§ Text provided
While the Blackbirds controversy circled around Rector's rendition of Bill 'Bojangles' Robinson's original stair dance, it does not appear that Robinson held it against Rector.  In an interview in 1931, Robinson described Eddie Rector as the “best straight tap dancer” he knew.

== Personal life ==
Eddie Rector came from a family of performers.  His sister, Julia, was a noted singer and his brother also danced  For a time, he performed with his wife, Grace.

Eddie Rector suffered from depression and alcoholism. In 1934, he was booked for performances at the Lafayette Theatre with an option to continue.  On February 19, 1934, Rector was arrested in the office of manager Frank Schiffman of the Lafayette Theater for carrying a loaded gun.  Schiffman reportedly called the police concerned because Rector had suffered a previous mental health issues and was advised to take a week off.  Other performers came to the Theatre to deescalate the situation including Bill Bojangles Robinson. Eddie Rector was sent to Bellevue Hospital for observation after being charged with violation of the Sullivan Law.

§ What is expected
Reproduce the entire text about Eddie Rector word for word. You can ignore the records.

§ Dataset excerpts
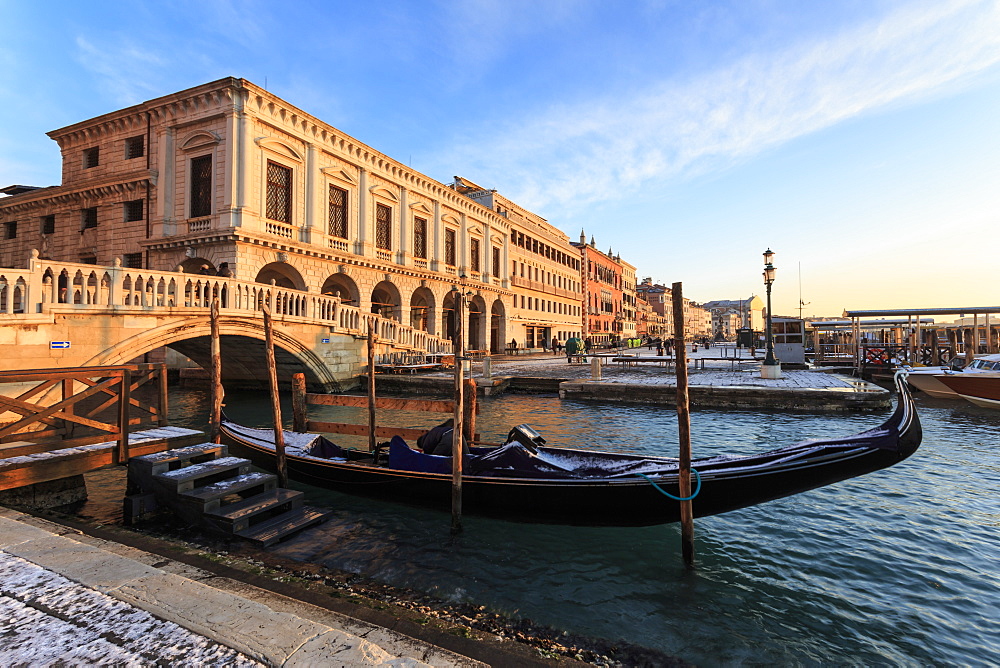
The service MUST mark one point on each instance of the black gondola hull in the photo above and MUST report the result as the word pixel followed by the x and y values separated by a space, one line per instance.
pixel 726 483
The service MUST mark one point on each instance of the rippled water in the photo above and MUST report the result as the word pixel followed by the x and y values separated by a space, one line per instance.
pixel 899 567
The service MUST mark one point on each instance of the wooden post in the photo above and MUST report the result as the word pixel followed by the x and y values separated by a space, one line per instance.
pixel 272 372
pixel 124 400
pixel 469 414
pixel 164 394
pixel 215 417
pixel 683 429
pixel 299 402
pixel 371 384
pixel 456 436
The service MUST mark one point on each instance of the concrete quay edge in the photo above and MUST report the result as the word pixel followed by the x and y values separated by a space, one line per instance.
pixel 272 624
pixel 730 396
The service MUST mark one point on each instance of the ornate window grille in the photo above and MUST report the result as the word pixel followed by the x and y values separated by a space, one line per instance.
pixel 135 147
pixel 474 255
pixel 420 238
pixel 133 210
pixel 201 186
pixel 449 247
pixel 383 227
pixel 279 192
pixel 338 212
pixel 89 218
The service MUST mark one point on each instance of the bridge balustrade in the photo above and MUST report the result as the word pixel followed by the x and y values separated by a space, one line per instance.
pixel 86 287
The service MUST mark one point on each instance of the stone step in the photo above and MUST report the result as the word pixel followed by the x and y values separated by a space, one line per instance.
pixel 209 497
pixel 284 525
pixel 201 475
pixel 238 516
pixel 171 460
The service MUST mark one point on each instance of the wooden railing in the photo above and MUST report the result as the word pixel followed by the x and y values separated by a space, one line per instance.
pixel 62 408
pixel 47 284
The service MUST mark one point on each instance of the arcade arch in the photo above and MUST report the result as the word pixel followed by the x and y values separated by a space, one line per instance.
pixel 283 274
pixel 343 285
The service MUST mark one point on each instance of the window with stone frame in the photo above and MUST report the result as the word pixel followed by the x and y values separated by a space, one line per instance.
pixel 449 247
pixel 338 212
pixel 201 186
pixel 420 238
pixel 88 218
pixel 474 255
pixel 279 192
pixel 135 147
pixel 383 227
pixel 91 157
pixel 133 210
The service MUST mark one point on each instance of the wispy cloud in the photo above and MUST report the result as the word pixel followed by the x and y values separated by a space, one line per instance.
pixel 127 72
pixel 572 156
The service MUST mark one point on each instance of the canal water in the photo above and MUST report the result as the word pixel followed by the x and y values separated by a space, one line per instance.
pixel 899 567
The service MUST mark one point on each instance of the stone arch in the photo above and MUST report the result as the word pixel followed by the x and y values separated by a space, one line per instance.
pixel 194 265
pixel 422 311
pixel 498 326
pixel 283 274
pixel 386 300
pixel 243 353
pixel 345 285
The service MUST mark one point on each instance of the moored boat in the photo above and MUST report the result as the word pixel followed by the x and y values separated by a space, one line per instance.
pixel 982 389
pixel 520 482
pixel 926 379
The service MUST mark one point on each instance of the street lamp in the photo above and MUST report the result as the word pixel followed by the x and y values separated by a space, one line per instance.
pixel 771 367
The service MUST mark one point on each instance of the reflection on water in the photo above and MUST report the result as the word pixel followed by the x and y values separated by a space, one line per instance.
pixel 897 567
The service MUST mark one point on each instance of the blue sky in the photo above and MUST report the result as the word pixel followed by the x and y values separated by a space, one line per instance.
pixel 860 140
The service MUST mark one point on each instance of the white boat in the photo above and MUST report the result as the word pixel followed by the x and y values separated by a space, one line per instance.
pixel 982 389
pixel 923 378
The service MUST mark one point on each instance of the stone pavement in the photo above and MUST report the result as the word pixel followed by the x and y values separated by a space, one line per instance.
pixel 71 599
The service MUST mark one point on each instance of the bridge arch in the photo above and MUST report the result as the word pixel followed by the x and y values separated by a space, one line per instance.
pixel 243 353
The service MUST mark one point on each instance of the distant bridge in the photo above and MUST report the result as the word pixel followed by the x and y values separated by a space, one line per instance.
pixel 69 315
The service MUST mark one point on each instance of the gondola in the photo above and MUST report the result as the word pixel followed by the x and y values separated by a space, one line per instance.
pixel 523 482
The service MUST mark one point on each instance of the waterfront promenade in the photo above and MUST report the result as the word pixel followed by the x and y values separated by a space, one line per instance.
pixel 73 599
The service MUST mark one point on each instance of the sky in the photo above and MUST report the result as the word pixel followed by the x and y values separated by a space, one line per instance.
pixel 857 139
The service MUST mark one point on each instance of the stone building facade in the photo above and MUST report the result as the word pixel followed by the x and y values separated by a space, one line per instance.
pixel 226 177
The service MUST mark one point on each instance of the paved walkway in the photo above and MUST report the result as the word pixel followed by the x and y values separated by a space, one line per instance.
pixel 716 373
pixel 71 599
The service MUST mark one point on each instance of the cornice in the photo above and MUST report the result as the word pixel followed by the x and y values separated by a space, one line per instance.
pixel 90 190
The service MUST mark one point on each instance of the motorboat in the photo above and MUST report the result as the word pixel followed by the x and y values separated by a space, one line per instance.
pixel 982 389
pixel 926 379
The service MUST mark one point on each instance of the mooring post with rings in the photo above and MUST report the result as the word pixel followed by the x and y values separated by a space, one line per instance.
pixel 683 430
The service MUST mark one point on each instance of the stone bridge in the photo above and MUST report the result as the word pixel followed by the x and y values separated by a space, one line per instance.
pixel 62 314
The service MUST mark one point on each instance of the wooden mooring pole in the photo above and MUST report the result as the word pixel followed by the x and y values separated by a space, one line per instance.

§ Exercise output
While the Blackbirds controversy circled around Rector's rendition of Bill 'Bojangles' Robinson's original stair dance, it does not appear that Robinson held it against Rector.  In an interview in 1931, Robinson described Eddie Rector as the “best straight tap dancer” he knew.

== Personal life ==
Eddie Rector came from a family of performers.  His sister, Julia, was a noted singer and his brother also danced  For a time, he performed with his wife, Grace.

Eddie Rector suffered from depression and alcoholism. In 1934, he was booked for performances at the Lafayette Theatre with an option to continue.  On February 19, 1934, Rector was arrested in the office of manager Frank Schiffman of the Lafayette Theater for carrying a loaded gun.  Schiffman reportedly called the police concerned because Rector had suffered a previous mental health issues and was advised to take a week off.  Other performers came to the Theatre to deescalate the situation including Bill Bojangles Robinson. Eddie Rector was sent to Bellevue Hospital for observation after being charged with violation of the Sullivan Law.